● Page extract
2.1 Architecture Overview
This figure shows the architecture of our asynchronous dataflow system. It uses a simple pipeline dataflow architecture to define a system that runs other, dynamic, asynchronous dataflow programs. It is modeled after a dataflow processor from the early 1980’s, the Manchester Prototype Dataflow Computer.
Most asynchronous dataflow processors use some version of this basic architecture. The Manchester Processor design had demands on its design due to the physical nature of computer processors. As software doesn’t share in those burdens, I have changed the design to be more general purpose.
Using the features of dataflow we examined earlier in the book, this implementation can be described as:
- Dynamic
- Asynchronous Activations
- Multiple Inputs and Outputs
- Cycles Allowed
- Functional Nodes
- Uses Per-Node Fire Patterns
- Pushes Data
- Arc Capacity > 1
- Arcs May Join and Split
- Single Token per Arc per Activation
2.2 Implementation Walk-Through
The four main components are:
- IO: Communication with other engines and the world
- Transmit: “Moves” a token by changing its location address to the next port’s address
- Enable: Determines what nodes can fire
- Execute: Executes nodes
Tokens come into the system through the input side of the IO unit. Its job is to keep any tokens with addresses inside this engine and to pass on all other tokens.
Tokens then are sent to the Transmit unit. It looks at the token’s address and compares it to a look-up table of connections in the system. If it finds that the new token’s address is on an output port, then it will make a copy of the token and give it the address of the input port(s). Effectively, moving the token from one output port to another input port. If the token’s address is already on an input port, then it keeps the address the same.

Rows from a dataset for labeling boxes
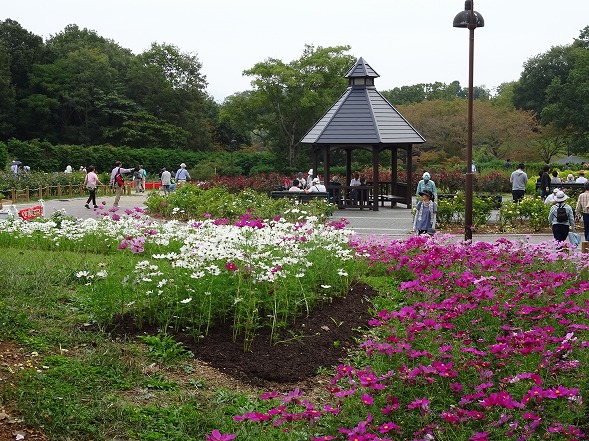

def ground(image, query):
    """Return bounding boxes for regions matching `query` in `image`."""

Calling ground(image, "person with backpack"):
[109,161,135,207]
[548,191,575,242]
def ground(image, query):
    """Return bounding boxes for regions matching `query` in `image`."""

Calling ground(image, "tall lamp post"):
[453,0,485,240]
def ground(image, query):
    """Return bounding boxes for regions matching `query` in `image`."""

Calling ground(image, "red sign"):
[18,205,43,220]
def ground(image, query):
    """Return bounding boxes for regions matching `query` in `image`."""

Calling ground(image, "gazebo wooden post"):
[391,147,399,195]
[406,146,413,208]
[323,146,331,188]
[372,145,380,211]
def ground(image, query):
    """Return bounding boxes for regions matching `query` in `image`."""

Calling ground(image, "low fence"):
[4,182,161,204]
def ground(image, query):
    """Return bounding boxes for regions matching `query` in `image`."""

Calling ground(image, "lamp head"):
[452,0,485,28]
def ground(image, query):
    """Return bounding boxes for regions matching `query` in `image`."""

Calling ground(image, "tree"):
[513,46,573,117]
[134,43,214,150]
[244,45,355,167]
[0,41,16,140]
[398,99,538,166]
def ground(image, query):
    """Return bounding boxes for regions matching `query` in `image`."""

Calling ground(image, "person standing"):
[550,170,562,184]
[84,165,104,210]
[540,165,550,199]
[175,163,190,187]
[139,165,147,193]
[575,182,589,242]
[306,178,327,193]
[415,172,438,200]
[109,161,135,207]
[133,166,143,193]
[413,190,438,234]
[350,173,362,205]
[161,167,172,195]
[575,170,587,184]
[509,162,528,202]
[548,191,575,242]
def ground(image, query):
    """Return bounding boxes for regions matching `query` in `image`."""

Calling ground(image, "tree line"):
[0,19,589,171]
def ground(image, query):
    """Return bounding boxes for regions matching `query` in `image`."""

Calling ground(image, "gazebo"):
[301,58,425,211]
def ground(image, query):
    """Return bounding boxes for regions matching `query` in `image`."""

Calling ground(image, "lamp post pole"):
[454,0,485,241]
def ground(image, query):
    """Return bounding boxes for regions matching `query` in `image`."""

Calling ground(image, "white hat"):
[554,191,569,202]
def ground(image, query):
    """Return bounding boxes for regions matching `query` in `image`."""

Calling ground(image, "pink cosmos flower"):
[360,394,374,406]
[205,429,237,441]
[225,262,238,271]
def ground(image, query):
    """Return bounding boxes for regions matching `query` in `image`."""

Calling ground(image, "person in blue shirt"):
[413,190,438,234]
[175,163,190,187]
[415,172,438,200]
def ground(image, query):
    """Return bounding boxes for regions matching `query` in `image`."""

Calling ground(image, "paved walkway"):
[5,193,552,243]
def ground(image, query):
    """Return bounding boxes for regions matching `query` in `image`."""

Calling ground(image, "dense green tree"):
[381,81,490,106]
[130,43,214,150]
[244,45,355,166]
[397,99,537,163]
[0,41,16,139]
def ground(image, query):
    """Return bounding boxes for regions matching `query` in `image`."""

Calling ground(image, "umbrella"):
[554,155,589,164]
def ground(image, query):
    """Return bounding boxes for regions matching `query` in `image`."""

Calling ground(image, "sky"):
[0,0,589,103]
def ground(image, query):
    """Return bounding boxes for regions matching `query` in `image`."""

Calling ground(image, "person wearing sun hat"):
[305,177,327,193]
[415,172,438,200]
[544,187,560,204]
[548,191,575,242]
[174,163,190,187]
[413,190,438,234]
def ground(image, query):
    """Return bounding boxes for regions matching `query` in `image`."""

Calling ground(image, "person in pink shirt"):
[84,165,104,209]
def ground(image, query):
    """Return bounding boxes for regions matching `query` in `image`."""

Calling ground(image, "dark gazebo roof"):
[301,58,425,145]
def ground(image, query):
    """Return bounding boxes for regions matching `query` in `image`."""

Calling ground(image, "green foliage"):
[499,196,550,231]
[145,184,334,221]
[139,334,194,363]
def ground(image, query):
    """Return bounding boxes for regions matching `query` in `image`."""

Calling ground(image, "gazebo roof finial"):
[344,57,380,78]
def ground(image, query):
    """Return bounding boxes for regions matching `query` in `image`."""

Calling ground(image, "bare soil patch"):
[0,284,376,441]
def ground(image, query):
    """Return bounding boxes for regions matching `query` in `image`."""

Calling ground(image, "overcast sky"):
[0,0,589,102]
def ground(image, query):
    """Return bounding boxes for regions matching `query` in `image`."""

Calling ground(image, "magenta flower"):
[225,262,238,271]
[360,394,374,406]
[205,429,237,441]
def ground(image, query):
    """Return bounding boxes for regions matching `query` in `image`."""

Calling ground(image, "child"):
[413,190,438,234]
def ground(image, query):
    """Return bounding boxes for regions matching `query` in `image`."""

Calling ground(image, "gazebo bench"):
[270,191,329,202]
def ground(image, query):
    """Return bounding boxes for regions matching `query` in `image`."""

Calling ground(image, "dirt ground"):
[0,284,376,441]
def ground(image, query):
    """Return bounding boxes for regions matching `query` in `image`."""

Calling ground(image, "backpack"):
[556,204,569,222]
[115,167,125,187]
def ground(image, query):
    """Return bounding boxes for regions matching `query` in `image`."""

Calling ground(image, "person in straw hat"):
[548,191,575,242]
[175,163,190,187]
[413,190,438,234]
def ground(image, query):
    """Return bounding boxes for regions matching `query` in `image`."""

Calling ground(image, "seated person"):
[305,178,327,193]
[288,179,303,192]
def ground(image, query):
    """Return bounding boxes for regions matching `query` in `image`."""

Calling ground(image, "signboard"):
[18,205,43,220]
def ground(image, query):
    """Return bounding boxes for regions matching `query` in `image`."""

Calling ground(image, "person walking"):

● Exercise tasks
1. Which lines in the listing contain the word "roof"? Identify them and copy each one.
2. What comes after the last sentence of the dataflow architecture text? Write the next part of the text.
This listing is unrelated to the dataflow architecture text.

● Responses per task
1.
Calling ground(image, "dark gazebo roof"):
Calling ground(image, "gazebo roof finial"):

2.
The tokens with the new addresses are sent from the Transmit unit to the output side of the IO unit. Its job is to send any tokens with external addresses and to keep those with internal addresses.
Our local tokens then move to the Enable unit. It looks at the incoming tokens and compares them to a store of waiting tokens to see if any nodes can now fire due to the new token. If not, it will save the new token in the Token Store for later use. If a node can now be activated, it creates a new token called an Execute Token. It packages together all the data tokens for the inputs of the node and a way to invoke the node itself.
The Execute unit receives these Execute Tokens and runs the node. Any output tokens are passed back around to the input IO unit again to start over.
2.3 Main Data Types
Besides the Fire Pattern data type below, all of these can be implemented as classes in an Object Oriented language, a struct
in C or the equivalent in your language of choice. The itemized elements under each data type are the members of the type.
2.3.1 Port Address
Defines a unique location (combination of node ID and port ID) of a port within this engine
- Node Id - Unique to engine
- Port Id - Unique to node only
2.3.2 Data Token
A container for the data value and its location
- Value - Any data value
- Port Address - Current location (port) of token
2.3.3 Execute Token
Combines everything needed to fire a node
- Data Tokens - A collection of all tokens on inputs of node
- Node - A means to activate the node
2.3.4 Node
A run-time node combines the Node Definition and a unique Node ID
- Node Definition - Defines how to activate the node
- Node Id - Engine wide, unique id
2.3.5 Node Definition
A node declaration and definition. A single Node Definition may be used to define many run-time nodes that all act the same as the Node Definition – just with different Node IDs.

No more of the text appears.